→ Dataset rows:

--------------------

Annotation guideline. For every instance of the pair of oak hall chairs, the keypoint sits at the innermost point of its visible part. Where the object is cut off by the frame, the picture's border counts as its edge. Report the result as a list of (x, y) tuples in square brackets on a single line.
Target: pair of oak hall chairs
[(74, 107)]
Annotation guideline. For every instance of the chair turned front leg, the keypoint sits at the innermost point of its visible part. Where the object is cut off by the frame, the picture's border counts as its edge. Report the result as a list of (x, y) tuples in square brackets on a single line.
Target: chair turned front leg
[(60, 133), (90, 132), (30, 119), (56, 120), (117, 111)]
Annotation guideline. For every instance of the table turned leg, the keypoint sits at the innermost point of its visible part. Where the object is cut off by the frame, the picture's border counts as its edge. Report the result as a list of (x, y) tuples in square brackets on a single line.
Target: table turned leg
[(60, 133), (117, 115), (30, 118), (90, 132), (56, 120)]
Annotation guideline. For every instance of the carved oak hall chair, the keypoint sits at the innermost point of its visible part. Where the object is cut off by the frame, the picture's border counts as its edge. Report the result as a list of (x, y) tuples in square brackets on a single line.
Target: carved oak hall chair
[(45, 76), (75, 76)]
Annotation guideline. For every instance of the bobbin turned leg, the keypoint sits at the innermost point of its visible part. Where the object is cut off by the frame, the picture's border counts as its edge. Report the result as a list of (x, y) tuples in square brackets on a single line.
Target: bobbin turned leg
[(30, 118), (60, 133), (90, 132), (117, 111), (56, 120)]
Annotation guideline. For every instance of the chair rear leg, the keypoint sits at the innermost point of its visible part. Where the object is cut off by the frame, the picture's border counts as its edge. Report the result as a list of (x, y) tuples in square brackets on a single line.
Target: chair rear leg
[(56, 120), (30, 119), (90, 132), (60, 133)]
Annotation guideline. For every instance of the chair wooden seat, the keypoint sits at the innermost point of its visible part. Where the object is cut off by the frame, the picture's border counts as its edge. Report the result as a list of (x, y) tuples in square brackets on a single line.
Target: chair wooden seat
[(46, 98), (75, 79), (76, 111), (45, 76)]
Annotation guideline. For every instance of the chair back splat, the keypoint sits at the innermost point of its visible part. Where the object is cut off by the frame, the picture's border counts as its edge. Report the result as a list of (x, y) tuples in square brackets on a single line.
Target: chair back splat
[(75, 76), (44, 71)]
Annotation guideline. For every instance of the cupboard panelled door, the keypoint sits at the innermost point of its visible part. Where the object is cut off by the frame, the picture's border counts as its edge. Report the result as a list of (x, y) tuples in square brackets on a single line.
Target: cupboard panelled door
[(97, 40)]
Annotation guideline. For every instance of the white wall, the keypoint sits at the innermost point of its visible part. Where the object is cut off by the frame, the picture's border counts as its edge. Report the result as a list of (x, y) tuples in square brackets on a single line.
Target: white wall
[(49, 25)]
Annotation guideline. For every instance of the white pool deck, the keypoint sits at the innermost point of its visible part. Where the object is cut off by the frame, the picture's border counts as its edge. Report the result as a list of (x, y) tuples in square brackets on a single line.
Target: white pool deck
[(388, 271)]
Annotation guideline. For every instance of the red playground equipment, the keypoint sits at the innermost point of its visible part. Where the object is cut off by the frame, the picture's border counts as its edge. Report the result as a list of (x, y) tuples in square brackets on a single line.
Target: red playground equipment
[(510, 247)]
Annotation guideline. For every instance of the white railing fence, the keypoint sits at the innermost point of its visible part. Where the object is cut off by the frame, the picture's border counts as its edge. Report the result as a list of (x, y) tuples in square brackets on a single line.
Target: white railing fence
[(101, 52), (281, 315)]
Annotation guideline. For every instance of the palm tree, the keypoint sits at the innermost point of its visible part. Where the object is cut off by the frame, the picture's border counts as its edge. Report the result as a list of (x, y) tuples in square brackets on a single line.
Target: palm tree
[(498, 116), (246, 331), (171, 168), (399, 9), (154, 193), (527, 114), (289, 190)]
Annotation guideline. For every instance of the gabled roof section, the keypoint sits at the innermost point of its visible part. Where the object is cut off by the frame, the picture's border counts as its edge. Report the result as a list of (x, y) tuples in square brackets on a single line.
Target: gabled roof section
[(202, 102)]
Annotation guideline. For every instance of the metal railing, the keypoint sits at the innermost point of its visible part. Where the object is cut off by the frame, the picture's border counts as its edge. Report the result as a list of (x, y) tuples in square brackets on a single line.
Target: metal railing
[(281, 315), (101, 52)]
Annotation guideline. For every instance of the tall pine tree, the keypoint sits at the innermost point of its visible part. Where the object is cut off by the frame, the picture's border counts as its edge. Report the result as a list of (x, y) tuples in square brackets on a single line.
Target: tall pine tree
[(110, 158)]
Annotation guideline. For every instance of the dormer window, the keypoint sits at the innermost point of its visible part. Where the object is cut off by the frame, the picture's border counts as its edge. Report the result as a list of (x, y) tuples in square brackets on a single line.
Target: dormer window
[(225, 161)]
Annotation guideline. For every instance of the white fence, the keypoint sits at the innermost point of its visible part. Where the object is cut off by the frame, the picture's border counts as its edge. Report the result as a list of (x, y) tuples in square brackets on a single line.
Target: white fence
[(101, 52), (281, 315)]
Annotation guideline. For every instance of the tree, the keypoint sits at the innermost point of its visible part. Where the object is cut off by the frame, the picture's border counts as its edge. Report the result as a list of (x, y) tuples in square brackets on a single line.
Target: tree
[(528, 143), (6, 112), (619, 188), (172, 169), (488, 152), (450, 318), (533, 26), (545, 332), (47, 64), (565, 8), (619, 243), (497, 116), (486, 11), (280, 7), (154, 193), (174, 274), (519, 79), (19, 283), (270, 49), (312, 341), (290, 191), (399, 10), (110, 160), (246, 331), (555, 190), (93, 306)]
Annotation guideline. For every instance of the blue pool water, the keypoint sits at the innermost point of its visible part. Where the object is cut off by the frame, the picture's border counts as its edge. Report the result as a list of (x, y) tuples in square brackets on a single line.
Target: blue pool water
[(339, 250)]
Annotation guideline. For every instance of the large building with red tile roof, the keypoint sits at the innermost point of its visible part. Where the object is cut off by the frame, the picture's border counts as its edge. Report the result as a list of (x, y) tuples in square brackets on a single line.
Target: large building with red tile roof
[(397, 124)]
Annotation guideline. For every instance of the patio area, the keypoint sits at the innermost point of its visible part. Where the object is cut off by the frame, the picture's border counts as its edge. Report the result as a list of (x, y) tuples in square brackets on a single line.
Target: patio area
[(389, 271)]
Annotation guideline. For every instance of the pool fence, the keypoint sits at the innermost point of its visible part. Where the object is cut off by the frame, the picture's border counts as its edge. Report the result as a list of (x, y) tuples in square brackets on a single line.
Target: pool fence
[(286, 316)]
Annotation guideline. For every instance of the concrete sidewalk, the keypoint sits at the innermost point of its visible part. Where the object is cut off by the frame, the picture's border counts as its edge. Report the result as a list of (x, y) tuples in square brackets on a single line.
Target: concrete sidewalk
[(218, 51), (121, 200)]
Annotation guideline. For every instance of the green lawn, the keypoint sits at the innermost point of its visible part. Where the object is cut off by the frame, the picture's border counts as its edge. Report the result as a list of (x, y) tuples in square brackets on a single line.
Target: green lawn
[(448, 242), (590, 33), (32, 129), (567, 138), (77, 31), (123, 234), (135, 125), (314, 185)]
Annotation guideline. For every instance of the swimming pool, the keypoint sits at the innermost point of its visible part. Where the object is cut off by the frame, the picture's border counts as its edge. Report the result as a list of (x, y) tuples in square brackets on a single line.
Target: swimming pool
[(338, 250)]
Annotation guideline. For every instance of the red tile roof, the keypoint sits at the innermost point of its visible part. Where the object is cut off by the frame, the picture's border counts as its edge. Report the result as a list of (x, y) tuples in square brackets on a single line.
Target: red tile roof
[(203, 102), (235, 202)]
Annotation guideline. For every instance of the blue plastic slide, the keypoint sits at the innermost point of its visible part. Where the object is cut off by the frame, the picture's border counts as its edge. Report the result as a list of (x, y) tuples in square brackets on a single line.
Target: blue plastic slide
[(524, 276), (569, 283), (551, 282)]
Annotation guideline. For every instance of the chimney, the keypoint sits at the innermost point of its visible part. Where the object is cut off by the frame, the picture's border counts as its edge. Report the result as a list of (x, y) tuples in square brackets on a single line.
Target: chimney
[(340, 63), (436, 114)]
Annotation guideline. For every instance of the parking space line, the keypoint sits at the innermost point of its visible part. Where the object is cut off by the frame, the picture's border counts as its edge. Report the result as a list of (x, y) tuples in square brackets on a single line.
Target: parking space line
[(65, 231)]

--------------------

→ Task to carry out: Please retype, unchanged, the lines of the items above, starting with the line that contains "Annotation guideline. For every instance of the green" and going on through the line that contains "[(340, 63), (436, 114)]", with both of those lines included.

→ Reply to the exercise:
Annotation guideline. For every instance of the green lawn, the keypoint sits at the innermost point of its visible part. Where the object is cut off by the frame, the picture's border counts as its edge. Report the result as a list of (x, y) tuples in square brackets on a single line.
Target: green lawn
[(448, 242), (590, 33), (32, 129), (567, 138), (77, 31), (123, 234), (135, 125), (314, 185)]
Annotation guideline. For every instance of the swimming pool, the keypoint sits at the innermost point of its visible part. Where the object is cut off by the frame, the picture's border counts as its edge. Report the result as a list of (x, y) tuples in square brackets on a single line.
Target: swimming pool
[(338, 250)]
Annotation guideline. For every instance of the red tile roof, the keypoint sits at the innermost point of its visible part. Where the object is cut off by the frame, the picture's border counts as its edge. Report the result as a list of (x, y) tuples in square brackets on a single line.
Target: red tile roof
[(203, 102), (235, 202)]
Annotation guideline. For every instance of the blue plastic slide, the keypoint sits at the innermost point of its visible part. Where the object is cut off by the frame, the picture's border counts as its edge. Report the result as a list of (x, y) tuples in square brackets on a single line.
Target: blue plastic slide
[(524, 276), (569, 283), (551, 282)]
Annotation guideline. For every instance of the chimney, the keypoint sits at the innermost point of its visible part. Where the object is cut off by the frame, the picture's border counts as its edge. Report the result as a list of (x, y) tuples in square brackets on a single line.
Target: chimney
[(340, 63), (436, 114)]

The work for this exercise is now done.